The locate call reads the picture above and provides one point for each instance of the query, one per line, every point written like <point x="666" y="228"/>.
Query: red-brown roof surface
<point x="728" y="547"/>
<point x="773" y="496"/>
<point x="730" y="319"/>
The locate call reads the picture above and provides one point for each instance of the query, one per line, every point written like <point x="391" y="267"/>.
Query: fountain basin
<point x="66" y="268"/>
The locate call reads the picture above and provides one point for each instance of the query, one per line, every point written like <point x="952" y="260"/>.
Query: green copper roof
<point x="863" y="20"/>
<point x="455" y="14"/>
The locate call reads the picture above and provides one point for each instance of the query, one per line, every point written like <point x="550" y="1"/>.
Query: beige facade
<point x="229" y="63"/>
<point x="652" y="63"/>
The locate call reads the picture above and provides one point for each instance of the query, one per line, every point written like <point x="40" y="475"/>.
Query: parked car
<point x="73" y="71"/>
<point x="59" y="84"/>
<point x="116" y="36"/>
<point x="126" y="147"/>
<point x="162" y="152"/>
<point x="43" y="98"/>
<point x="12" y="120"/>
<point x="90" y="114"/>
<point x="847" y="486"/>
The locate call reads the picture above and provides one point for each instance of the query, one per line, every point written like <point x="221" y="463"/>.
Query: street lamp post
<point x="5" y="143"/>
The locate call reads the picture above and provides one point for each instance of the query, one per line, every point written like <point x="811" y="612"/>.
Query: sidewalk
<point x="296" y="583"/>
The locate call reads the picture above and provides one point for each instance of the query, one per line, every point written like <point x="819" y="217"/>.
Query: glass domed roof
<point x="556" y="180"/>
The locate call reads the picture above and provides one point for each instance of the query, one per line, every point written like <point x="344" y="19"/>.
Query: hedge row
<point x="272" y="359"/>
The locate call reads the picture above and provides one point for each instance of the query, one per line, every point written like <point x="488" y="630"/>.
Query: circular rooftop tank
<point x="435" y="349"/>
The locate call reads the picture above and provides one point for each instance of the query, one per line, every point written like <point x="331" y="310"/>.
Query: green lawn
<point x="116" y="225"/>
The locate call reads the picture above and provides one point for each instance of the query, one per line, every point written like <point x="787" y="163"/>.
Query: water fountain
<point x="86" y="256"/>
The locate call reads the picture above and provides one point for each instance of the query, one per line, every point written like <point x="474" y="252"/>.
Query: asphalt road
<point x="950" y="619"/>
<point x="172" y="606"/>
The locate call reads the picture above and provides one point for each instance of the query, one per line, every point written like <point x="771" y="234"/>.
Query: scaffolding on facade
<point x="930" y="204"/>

▸ **Do this**:
Retype the whole listing, matching it exactly.

▸ **Problem solution**:
The locate call reads the picture above and provides one point for each instance of the query, one per line, every point written like <point x="666" y="228"/>.
Query: red-brown roof surface
<point x="728" y="547"/>
<point x="773" y="496"/>
<point x="730" y="319"/>
The locate call reads the picture above and provides one point for each instance of the query, one per line, every point written like <point x="391" y="267"/>.
Query: fountain basin
<point x="66" y="268"/>
The locate call reads the picture above and provides one point for each instance of the query, one per line, every point written like <point x="952" y="260"/>.
Query: green copper roof
<point x="863" y="20"/>
<point x="455" y="14"/>
The locate call reads the picture above and provides one point for each instance of the query, one per line, every point written like <point x="550" y="1"/>.
Query: beige facade
<point x="229" y="63"/>
<point x="652" y="63"/>
The locate call reads the picture above and provides one point for each instance of the query, one per line, every point written like <point x="40" y="475"/>.
Query: parked car
<point x="73" y="71"/>
<point x="59" y="84"/>
<point x="116" y="36"/>
<point x="126" y="147"/>
<point x="162" y="152"/>
<point x="43" y="98"/>
<point x="12" y="120"/>
<point x="90" y="114"/>
<point x="847" y="486"/>
The locate call reads the picture above and provides one point for each instance of the query, one per line, every point written like <point x="221" y="463"/>.
Query: street lamp post
<point x="5" y="143"/>
The locate call reads the picture above and provides one point for each instance of the query, one per line, every point written like <point x="811" y="612"/>.
Query: sidewalk
<point x="296" y="583"/>
The locate call reads the picture above and provides one point for each instance of the query, one per line, every point written like <point x="819" y="217"/>.
Query: glass domed roof
<point x="556" y="180"/>
The locate call reads the picture above and provides one point for each instance of the query, one per line, every point written like <point x="344" y="19"/>.
Query: hedge row
<point x="272" y="359"/>
The locate call reads the picture above and provides one point for each instance of the query, one per line, every point written like <point x="488" y="630"/>.
Query: circular rooftop tank
<point x="435" y="349"/>
The locate call reads the picture above and provides one point for each instance of the query, one per line, every point written like <point x="331" y="310"/>.
Query: green lawn
<point x="116" y="225"/>
The locate call reads the picture above and provides one point for each instance of the query, one per line, every point written like <point x="787" y="163"/>.
Query: water fountain
<point x="86" y="256"/>
The locate call reads the picture above and provides one point for each instance of the query, one per line, every point written like <point x="474" y="252"/>.
Query: asphalt road
<point x="950" y="619"/>
<point x="172" y="606"/>
The locate call reads the picture above and provides one point for each instance of the query, one per line, every point written like <point x="771" y="234"/>.
Query: scaffolding on facade
<point x="930" y="204"/>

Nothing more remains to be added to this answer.